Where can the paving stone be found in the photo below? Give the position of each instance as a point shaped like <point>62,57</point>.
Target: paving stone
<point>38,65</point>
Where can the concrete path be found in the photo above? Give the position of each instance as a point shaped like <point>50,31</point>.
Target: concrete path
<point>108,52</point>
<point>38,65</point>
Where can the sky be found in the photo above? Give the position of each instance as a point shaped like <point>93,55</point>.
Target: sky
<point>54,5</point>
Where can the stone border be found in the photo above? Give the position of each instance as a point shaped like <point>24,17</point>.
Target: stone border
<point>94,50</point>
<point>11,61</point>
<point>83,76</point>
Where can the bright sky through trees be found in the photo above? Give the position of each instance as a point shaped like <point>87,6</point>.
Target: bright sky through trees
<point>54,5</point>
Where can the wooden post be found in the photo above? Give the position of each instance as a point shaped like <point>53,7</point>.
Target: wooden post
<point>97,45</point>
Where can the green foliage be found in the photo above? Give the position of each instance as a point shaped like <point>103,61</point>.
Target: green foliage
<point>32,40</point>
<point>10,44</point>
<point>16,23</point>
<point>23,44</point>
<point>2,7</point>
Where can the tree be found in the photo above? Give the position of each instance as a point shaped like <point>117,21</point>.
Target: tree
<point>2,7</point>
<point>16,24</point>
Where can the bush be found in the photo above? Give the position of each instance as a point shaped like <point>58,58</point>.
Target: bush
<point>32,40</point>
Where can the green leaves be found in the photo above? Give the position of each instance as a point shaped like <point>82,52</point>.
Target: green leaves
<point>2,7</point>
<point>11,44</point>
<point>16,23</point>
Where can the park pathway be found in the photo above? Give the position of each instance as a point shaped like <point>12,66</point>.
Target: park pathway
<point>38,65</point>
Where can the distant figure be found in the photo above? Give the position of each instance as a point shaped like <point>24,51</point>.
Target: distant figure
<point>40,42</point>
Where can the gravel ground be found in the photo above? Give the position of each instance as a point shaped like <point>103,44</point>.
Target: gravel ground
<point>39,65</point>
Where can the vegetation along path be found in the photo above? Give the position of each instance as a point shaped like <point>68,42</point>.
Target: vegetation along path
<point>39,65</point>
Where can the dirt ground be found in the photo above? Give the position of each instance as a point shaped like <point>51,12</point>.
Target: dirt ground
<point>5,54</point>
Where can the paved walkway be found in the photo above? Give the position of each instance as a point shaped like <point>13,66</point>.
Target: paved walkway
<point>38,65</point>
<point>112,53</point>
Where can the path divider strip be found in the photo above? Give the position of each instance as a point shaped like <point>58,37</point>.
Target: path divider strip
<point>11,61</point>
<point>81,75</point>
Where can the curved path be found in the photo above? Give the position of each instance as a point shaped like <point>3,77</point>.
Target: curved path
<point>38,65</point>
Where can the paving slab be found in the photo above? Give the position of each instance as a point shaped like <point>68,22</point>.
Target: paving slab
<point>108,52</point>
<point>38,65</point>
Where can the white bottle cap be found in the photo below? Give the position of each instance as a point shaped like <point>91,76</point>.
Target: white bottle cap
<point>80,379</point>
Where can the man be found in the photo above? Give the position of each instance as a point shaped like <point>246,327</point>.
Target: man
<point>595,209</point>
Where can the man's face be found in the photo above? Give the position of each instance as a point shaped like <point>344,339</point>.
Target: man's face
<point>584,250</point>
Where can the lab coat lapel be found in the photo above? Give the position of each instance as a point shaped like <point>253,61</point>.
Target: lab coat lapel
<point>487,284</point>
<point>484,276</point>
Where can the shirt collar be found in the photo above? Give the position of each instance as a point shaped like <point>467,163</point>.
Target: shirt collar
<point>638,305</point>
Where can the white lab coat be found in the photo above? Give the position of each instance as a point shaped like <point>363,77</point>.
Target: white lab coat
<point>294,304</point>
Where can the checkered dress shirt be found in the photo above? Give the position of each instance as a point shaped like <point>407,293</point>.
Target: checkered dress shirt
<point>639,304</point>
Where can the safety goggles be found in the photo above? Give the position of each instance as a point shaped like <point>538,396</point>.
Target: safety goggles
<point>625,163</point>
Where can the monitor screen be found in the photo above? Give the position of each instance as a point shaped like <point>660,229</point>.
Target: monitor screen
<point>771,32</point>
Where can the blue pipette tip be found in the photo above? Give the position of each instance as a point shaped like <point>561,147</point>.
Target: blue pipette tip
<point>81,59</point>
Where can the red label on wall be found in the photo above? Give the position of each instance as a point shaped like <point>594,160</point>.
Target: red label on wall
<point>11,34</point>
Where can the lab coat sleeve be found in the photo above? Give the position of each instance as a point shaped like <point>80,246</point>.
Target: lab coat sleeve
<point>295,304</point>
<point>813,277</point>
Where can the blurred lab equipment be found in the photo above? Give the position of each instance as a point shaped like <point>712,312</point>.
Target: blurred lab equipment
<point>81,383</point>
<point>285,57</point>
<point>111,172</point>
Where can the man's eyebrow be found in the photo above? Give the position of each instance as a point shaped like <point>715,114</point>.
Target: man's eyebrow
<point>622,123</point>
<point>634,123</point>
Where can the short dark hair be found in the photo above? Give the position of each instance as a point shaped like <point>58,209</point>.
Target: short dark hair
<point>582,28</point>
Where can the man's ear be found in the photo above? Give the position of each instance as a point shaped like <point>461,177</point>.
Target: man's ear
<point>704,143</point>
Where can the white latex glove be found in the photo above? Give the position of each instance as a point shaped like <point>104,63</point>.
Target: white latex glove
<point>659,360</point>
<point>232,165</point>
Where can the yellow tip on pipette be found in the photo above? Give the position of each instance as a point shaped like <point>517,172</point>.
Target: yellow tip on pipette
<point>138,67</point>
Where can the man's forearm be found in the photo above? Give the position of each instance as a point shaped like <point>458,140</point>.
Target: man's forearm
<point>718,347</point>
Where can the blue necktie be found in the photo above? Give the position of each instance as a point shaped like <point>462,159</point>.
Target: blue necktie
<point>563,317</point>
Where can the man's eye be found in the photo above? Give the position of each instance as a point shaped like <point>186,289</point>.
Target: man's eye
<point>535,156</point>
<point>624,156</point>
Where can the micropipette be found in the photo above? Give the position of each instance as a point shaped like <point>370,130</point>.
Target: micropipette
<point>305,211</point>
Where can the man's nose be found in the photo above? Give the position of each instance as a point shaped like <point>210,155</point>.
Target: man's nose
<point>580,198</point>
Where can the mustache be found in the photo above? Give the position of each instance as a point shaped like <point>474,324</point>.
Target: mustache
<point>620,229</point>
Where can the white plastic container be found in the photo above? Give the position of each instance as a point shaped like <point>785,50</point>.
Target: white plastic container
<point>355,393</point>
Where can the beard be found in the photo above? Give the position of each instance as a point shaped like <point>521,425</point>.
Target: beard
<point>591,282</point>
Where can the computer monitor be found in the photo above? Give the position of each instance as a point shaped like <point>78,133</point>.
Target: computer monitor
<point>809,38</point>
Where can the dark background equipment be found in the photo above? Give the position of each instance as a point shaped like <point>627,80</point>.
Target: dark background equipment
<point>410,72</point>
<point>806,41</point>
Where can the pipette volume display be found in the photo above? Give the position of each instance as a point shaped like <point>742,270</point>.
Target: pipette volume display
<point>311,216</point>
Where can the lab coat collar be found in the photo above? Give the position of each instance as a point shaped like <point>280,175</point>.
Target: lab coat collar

WHAT YOU NEED TO DO> Write out, word for word, every line from the one containing "Where can the dark" through the last line of the records above.

SOLVED PROBLEM>
Where can the dark background equipment be found in the photo above? Give the position of each instance as a point shaped like <point>627,80</point>.
Target: dark background equipment
<point>410,72</point>
<point>806,41</point>
Where can the pipette volume display be found in the photo above? Give the position of each instance as a point shaped like <point>742,270</point>.
Target: pipette volume display
<point>311,216</point>
Where can the lab coat collar be found in the photo above? Give the position of each instance as a point shaped like <point>280,175</point>.
Target: lab coat collar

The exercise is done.